- **Given exercise**:
Omit all pictures. Copy exactly the lines from the line containing "Each instance receives one point. Mark the limestone" to the end of the listing, with both ends included.

- **Data shown**:
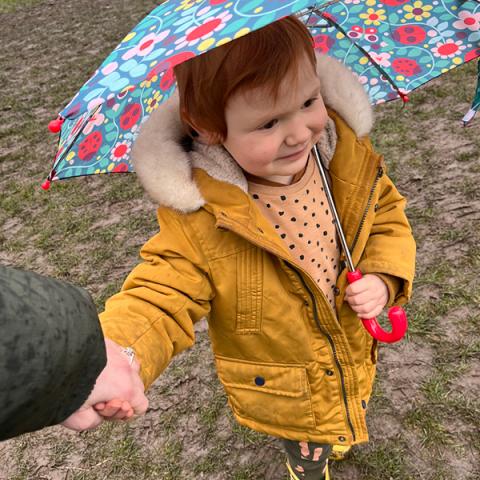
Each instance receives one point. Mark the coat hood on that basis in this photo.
(165, 167)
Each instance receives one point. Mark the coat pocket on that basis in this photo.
(272, 394)
(249, 291)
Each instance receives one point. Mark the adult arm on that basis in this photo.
(51, 351)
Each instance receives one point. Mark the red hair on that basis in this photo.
(261, 59)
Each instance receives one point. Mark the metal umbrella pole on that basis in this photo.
(396, 315)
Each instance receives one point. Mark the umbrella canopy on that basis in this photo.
(393, 46)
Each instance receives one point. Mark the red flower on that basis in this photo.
(406, 66)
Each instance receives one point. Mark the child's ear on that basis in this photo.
(207, 138)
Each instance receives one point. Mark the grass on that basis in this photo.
(89, 231)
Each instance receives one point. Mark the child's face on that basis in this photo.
(272, 140)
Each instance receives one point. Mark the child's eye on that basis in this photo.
(309, 102)
(269, 125)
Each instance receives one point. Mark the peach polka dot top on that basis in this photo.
(301, 215)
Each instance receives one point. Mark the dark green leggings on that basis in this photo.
(307, 459)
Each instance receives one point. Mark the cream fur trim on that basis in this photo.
(165, 169)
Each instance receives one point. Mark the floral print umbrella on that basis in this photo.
(393, 46)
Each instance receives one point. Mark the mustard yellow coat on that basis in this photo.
(290, 365)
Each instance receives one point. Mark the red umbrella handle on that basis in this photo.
(396, 315)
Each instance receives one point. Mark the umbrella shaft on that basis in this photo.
(333, 209)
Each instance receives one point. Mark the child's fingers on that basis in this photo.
(365, 308)
(372, 314)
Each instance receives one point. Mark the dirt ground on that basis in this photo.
(424, 416)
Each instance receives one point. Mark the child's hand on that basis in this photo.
(115, 410)
(367, 296)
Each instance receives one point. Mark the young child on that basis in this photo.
(246, 239)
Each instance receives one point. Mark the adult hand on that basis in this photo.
(367, 296)
(118, 380)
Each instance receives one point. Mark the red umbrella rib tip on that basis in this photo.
(56, 125)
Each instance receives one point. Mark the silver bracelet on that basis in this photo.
(130, 353)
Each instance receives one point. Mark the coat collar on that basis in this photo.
(165, 167)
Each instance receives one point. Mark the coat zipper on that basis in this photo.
(367, 208)
(332, 345)
(315, 315)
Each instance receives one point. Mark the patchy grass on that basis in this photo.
(424, 417)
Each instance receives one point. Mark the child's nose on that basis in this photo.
(298, 134)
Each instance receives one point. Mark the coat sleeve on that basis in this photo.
(51, 351)
(162, 298)
(390, 248)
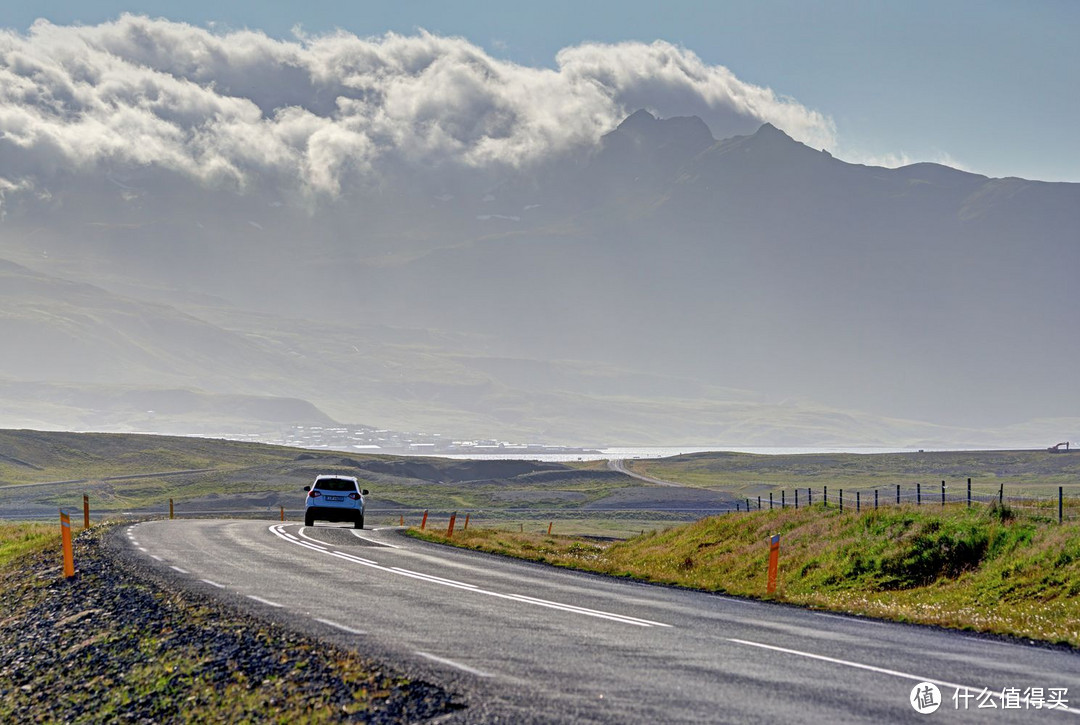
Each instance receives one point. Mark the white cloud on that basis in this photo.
(323, 112)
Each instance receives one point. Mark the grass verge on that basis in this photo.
(976, 568)
(108, 646)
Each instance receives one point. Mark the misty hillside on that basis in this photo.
(663, 286)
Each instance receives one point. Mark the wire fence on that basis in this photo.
(858, 499)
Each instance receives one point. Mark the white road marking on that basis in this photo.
(623, 619)
(457, 666)
(281, 532)
(378, 544)
(881, 670)
(340, 627)
(430, 577)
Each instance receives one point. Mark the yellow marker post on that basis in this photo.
(66, 540)
(773, 563)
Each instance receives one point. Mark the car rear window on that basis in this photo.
(335, 484)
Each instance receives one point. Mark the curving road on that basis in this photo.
(522, 642)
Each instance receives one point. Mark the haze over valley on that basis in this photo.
(241, 233)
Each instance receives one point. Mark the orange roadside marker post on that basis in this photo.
(66, 541)
(773, 563)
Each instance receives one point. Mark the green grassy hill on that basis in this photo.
(982, 568)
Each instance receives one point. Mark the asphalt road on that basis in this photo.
(523, 642)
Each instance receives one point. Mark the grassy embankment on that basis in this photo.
(981, 568)
(108, 646)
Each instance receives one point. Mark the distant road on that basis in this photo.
(620, 465)
(130, 477)
(526, 643)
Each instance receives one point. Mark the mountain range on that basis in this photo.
(664, 287)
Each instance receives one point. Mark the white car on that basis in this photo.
(335, 498)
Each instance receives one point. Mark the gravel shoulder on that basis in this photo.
(115, 643)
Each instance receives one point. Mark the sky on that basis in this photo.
(989, 86)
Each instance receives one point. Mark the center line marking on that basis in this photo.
(622, 619)
(340, 627)
(458, 666)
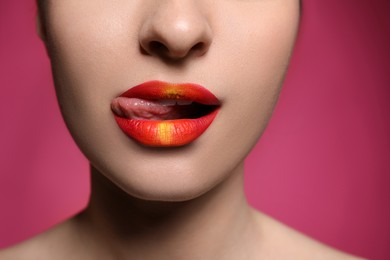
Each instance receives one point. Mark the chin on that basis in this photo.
(165, 183)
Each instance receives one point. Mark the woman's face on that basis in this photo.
(236, 49)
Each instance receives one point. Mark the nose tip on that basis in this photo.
(175, 33)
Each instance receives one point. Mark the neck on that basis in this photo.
(207, 227)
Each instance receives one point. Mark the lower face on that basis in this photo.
(96, 57)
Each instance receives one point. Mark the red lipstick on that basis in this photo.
(162, 114)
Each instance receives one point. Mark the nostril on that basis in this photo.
(157, 47)
(160, 49)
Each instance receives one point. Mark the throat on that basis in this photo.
(134, 108)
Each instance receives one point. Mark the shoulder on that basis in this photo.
(285, 243)
(41, 246)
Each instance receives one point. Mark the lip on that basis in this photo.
(168, 133)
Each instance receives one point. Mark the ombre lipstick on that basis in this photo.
(162, 114)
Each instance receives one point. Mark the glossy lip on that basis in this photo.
(168, 133)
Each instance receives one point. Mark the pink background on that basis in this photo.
(322, 167)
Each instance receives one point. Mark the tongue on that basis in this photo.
(134, 108)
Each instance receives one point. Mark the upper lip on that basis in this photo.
(159, 90)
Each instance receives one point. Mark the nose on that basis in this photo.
(175, 30)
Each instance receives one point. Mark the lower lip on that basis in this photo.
(165, 133)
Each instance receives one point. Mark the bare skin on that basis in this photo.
(182, 203)
(136, 229)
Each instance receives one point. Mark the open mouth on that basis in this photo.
(161, 114)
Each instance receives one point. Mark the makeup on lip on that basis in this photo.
(162, 114)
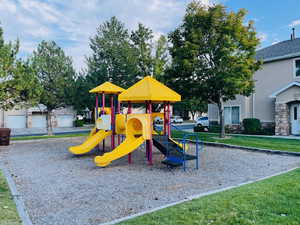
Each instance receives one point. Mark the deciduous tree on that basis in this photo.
(213, 54)
(18, 83)
(56, 75)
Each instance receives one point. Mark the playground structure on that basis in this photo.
(137, 128)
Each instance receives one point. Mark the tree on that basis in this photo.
(18, 84)
(142, 43)
(213, 55)
(161, 58)
(113, 59)
(55, 74)
(196, 105)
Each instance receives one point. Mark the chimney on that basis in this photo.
(293, 36)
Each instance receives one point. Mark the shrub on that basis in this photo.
(252, 126)
(214, 129)
(269, 130)
(199, 128)
(78, 123)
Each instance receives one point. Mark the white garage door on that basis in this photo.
(39, 121)
(16, 121)
(64, 120)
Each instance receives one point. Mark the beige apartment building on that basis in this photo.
(277, 91)
(35, 117)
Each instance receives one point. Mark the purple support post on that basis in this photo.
(129, 112)
(169, 120)
(150, 141)
(165, 120)
(119, 112)
(103, 103)
(97, 107)
(112, 144)
(102, 113)
(147, 141)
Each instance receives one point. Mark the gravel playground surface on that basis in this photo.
(61, 189)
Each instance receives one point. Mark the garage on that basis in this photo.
(39, 120)
(64, 120)
(16, 121)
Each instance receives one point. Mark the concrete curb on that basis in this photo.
(43, 140)
(194, 197)
(278, 152)
(252, 149)
(16, 196)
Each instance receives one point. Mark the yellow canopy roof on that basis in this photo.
(149, 89)
(107, 88)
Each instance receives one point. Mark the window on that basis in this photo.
(297, 67)
(232, 115)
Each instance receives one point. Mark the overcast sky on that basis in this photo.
(71, 22)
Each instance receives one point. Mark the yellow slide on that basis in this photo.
(129, 145)
(90, 143)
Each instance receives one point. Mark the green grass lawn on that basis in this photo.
(8, 212)
(275, 201)
(291, 145)
(47, 137)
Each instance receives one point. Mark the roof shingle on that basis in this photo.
(279, 50)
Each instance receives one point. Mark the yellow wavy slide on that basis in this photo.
(90, 143)
(129, 145)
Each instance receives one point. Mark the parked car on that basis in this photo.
(203, 121)
(176, 119)
(158, 120)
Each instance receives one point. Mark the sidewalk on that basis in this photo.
(43, 131)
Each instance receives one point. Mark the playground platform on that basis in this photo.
(60, 188)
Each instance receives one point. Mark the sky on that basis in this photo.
(70, 23)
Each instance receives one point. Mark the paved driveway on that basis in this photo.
(59, 188)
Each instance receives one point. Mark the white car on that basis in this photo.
(158, 120)
(203, 121)
(176, 119)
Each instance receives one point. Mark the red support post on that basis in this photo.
(129, 112)
(112, 144)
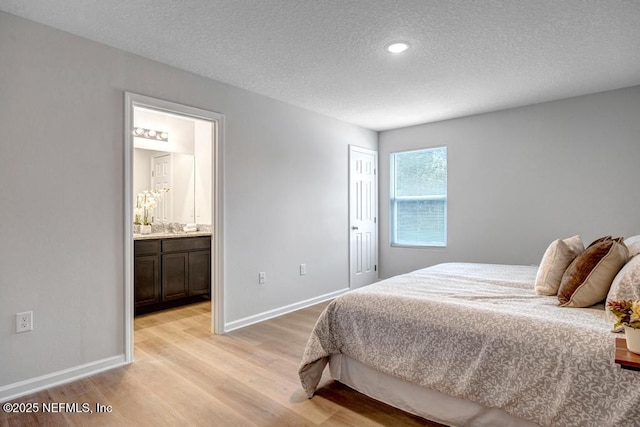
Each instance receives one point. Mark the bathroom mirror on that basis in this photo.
(174, 152)
(161, 170)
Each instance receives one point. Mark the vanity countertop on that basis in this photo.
(171, 235)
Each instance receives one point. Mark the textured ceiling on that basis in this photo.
(328, 56)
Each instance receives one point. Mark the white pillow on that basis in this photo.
(626, 285)
(554, 262)
(633, 244)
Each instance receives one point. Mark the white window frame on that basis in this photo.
(393, 199)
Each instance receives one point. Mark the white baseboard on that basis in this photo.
(21, 388)
(241, 323)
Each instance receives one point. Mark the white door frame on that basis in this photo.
(352, 149)
(217, 254)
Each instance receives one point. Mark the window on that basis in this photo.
(419, 197)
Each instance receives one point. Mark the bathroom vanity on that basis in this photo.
(171, 269)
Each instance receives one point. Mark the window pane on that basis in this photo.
(420, 173)
(419, 197)
(421, 222)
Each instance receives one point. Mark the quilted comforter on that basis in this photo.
(479, 332)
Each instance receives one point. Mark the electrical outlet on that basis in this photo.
(24, 322)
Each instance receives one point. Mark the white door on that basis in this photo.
(363, 216)
(161, 180)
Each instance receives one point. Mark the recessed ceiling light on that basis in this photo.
(398, 47)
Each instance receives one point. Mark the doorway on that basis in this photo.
(363, 216)
(210, 125)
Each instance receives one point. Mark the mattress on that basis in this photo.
(478, 332)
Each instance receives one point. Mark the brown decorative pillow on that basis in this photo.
(600, 240)
(633, 244)
(588, 278)
(554, 262)
(625, 286)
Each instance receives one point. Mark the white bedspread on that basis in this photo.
(479, 332)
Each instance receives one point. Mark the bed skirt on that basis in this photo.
(417, 400)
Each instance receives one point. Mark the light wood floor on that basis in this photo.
(183, 375)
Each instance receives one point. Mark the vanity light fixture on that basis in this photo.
(397, 47)
(150, 134)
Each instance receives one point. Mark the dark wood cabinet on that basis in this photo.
(170, 272)
(147, 279)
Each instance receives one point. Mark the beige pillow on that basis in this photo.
(554, 262)
(625, 286)
(588, 278)
(633, 244)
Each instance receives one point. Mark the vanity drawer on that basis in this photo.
(186, 244)
(146, 247)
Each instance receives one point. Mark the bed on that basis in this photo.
(472, 344)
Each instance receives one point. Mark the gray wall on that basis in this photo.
(520, 178)
(61, 212)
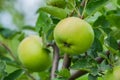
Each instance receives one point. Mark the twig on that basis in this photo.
(84, 4)
(77, 74)
(16, 60)
(55, 61)
(67, 61)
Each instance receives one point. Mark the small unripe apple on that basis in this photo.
(32, 54)
(73, 35)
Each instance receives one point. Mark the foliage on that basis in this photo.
(104, 54)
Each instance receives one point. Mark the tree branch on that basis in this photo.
(84, 4)
(16, 60)
(77, 74)
(66, 61)
(55, 61)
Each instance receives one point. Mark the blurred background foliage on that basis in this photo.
(18, 19)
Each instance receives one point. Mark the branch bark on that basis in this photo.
(77, 74)
(16, 60)
(55, 61)
(66, 61)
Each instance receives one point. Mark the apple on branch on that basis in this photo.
(73, 35)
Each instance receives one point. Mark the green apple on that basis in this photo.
(32, 54)
(73, 35)
(57, 3)
(114, 74)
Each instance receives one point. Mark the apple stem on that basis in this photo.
(8, 49)
(84, 4)
(77, 74)
(66, 61)
(16, 60)
(55, 61)
(119, 45)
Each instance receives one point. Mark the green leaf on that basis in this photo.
(54, 11)
(91, 77)
(14, 75)
(114, 18)
(103, 66)
(95, 5)
(44, 75)
(83, 63)
(111, 41)
(65, 73)
(2, 70)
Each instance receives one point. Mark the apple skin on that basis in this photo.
(32, 55)
(114, 74)
(73, 35)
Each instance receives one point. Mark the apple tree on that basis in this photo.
(82, 38)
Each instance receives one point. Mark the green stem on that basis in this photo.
(84, 8)
(16, 60)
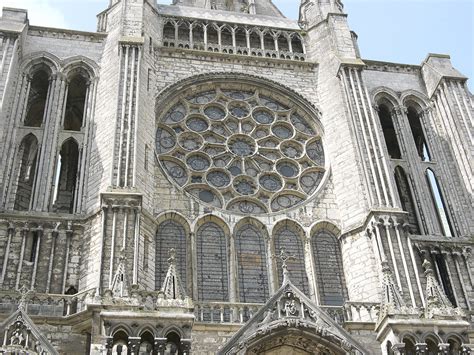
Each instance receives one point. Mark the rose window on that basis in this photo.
(244, 150)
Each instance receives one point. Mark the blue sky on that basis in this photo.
(402, 31)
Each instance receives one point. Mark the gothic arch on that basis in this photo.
(25, 172)
(385, 93)
(291, 237)
(212, 259)
(173, 233)
(250, 238)
(82, 64)
(414, 97)
(328, 267)
(35, 61)
(326, 225)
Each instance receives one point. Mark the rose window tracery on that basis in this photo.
(241, 148)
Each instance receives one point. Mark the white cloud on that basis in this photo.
(40, 12)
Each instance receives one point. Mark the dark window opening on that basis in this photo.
(146, 344)
(37, 97)
(445, 280)
(288, 239)
(418, 134)
(389, 133)
(170, 235)
(240, 38)
(405, 195)
(169, 31)
(226, 37)
(66, 177)
(27, 156)
(439, 204)
(212, 268)
(283, 43)
(297, 45)
(183, 32)
(75, 104)
(269, 42)
(329, 270)
(252, 267)
(31, 246)
(409, 347)
(173, 344)
(212, 36)
(255, 40)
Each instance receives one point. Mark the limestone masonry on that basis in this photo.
(210, 177)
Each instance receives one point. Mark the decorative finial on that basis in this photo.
(284, 257)
(24, 294)
(172, 257)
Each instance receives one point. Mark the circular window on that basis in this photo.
(254, 151)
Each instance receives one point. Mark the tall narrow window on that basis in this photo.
(287, 238)
(389, 133)
(418, 134)
(75, 104)
(66, 177)
(170, 235)
(439, 204)
(37, 97)
(404, 192)
(445, 280)
(27, 155)
(251, 263)
(212, 269)
(329, 270)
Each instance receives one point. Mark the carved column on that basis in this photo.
(160, 346)
(443, 349)
(421, 349)
(11, 234)
(134, 345)
(186, 346)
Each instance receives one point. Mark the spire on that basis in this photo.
(172, 288)
(437, 303)
(252, 7)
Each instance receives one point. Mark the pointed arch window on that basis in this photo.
(251, 264)
(418, 134)
(170, 235)
(75, 103)
(27, 157)
(37, 97)
(439, 204)
(66, 177)
(329, 270)
(288, 238)
(212, 263)
(391, 140)
(406, 199)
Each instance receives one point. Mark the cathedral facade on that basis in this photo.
(210, 177)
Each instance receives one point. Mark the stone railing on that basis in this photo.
(361, 312)
(48, 305)
(225, 312)
(240, 313)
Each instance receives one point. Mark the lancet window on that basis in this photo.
(212, 263)
(170, 235)
(406, 199)
(329, 270)
(439, 204)
(27, 159)
(66, 177)
(251, 264)
(37, 98)
(287, 237)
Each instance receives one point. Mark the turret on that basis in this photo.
(253, 7)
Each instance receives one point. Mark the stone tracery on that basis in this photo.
(241, 148)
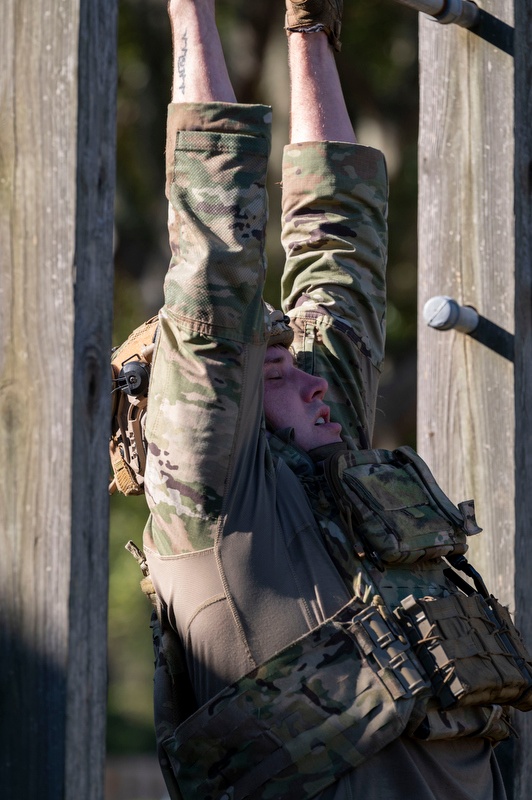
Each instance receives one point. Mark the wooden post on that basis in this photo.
(474, 419)
(57, 85)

- **Solution for this task**:
Each instance receives one point. Mark the limestone masonry on that basis in this photo.
(210, 177)
Each instance receives one point. Mark the decorative finial on that basis in this photo.
(284, 257)
(24, 294)
(172, 257)
Each instance receives one point. Mark the circular window on that basis in this photo.
(254, 151)
Each instance receives one point. Mark the tall narrow window on that basis in this photo.
(287, 238)
(389, 133)
(418, 134)
(75, 104)
(66, 177)
(170, 235)
(439, 204)
(37, 97)
(404, 192)
(445, 280)
(27, 155)
(251, 263)
(212, 269)
(329, 270)
Each instance receives one point. Mark the carved column on that basis in this photo.
(160, 346)
(443, 349)
(421, 349)
(11, 234)
(134, 345)
(186, 346)
Each instance receives one point. Mark the spire on that basis in this photo.
(172, 288)
(437, 303)
(252, 7)
Each instance receives one point. Mark the pointed arch window on that basis in this photo.
(251, 264)
(418, 134)
(170, 235)
(75, 103)
(27, 157)
(37, 97)
(439, 204)
(66, 177)
(329, 270)
(288, 238)
(212, 263)
(391, 140)
(406, 199)
Each instance receives one point. Mark the cathedral facade on that basis in this photo.
(210, 177)
Each instance receives one point. Mark the stone railing on that basis in this photo.
(361, 312)
(48, 305)
(225, 312)
(240, 313)
Each instance receives one point. Mark the lancet window on that basis in this photo.
(212, 263)
(170, 235)
(406, 199)
(329, 270)
(439, 204)
(27, 159)
(66, 177)
(251, 264)
(37, 98)
(287, 237)
Each instance receives one point. Mark the turret on that basis in this photo.
(253, 7)
Each instance receives one point. Mark the stone tracery on that basis in this photo.
(241, 148)
Each instance receives one point. Mark the wooden post on that basis in this photo.
(474, 419)
(57, 85)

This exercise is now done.